▶ Task material
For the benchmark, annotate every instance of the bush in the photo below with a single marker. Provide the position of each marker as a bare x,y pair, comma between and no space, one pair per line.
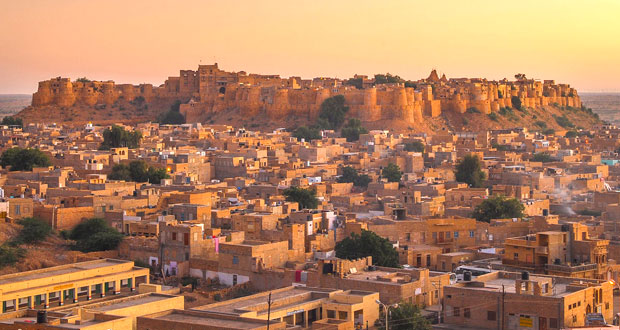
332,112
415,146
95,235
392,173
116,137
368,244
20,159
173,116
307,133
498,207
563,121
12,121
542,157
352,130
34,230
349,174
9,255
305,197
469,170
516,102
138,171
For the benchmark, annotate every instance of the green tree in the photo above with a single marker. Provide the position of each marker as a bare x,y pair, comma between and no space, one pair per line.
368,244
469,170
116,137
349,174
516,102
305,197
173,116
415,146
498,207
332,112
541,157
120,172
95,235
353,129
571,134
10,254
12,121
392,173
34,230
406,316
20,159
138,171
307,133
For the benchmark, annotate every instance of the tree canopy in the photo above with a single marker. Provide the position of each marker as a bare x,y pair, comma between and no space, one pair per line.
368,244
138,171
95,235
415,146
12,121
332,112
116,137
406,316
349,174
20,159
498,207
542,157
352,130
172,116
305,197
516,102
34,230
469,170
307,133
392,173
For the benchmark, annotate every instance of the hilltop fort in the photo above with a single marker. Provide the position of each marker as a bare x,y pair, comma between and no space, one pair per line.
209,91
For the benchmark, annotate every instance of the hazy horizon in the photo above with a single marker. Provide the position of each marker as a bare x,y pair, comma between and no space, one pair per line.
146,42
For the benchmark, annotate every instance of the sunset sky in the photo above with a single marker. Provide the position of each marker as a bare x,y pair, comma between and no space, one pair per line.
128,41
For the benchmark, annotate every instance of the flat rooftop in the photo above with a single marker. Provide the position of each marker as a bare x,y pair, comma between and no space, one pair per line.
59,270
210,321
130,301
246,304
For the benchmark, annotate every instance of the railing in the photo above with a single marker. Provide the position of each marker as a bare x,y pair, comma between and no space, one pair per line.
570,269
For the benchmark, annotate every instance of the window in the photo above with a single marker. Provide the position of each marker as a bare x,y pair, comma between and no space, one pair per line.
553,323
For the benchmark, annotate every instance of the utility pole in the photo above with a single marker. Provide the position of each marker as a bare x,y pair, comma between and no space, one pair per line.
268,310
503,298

▶ Objective
Write out every line of the records above as a numbered list, skipping any blank lines. Leave the picture out.

▶ Answer to this exercise
1. For the benchmark, annotate every instance of the bush in the photo below with a single marker. Provide the position of each marker as a bare x,y pair, comma between and no space, one pair per line.
2. 332,112
3. 415,146
4. 95,235
5. 392,173
6. 116,137
7. 368,244
8. 20,159
9. 173,116
10. 307,133
11. 498,207
12. 563,121
13. 12,121
14. 542,157
15. 352,130
16. 34,230
17. 349,174
18. 9,255
19. 305,197
20. 469,170
21. 516,102
22. 138,171
23. For the benchmark, annotate every instance of the green tree in the photo above with a single marker. Provide the position of each marker as a bare x,y pair, comma between and no space, one pair per line.
24. 368,244
25. 469,170
26. 116,137
27. 349,174
28. 516,102
29. 305,197
30. 173,116
31. 415,146
32. 498,207
33. 332,112
34. 541,157
35. 120,172
36. 95,235
37. 353,129
38. 571,134
39. 10,254
40. 12,121
41. 392,173
42. 34,230
43. 406,316
44. 20,159
45. 138,171
46. 307,133
47. For the benchmark, annotate every instance of the tree canopy in the photo above with a single marker. Provide the position of each marker as a bare x,y pair, comma between and no space, one pair per line.
48. 368,244
49. 138,171
50. 95,235
51. 415,146
52. 12,121
53. 332,112
54. 116,137
55. 406,316
56. 349,174
57. 20,159
58. 498,207
59. 542,157
60. 352,130
61. 172,116
62. 305,197
63. 516,102
64. 34,230
65. 469,170
66. 307,133
67. 392,173
68. For the benchmark, annotate every instance of the hilltop fort in the photo above with a single marker. Provide the position of each marker as a bare x,y pair, comma between and no space, one pair per line.
69. 209,91
70. For the benchmark, annotate every instance of the hazy horizon in the photo above with a single marker. Provide the position of each marker as a bare x,y pair, comma between and no space, one pair per line.
71. 146,42
72. For the benchmark, annotate every instance of the sunset sky in the photo above with a single marker. Provide the position of each marker as a bare x,y pair, comma between and no space, one pair per line.
73. 128,41
74. For the benchmark, annotate every instance of the flat rooftop in the photo above with a single marker. Provide the position of each marker as a bare x,y pair, comma between and no space, one pair per line.
75. 59,270
76. 210,321
77. 130,301
78. 246,304
79. For the benchmark, annotate every instance of the railing in the photo above with a single marker. Provide the position of each marker as a bare x,y pair, comma between and no space, one pair per line.
80. 570,269
81. For the benchmark, annotate every instance of the window in the photo above with a single marker. Provide the position of each marker as a bare x,y pair, comma between and no space, one pair per line.
82. 553,323
83. For the benchmark, annotate every instance of the utility pole in the photo above with a single marker. Provide the position of each marker as a bare x,y pair, comma between and no space, one pair per line.
84. 268,310
85. 503,298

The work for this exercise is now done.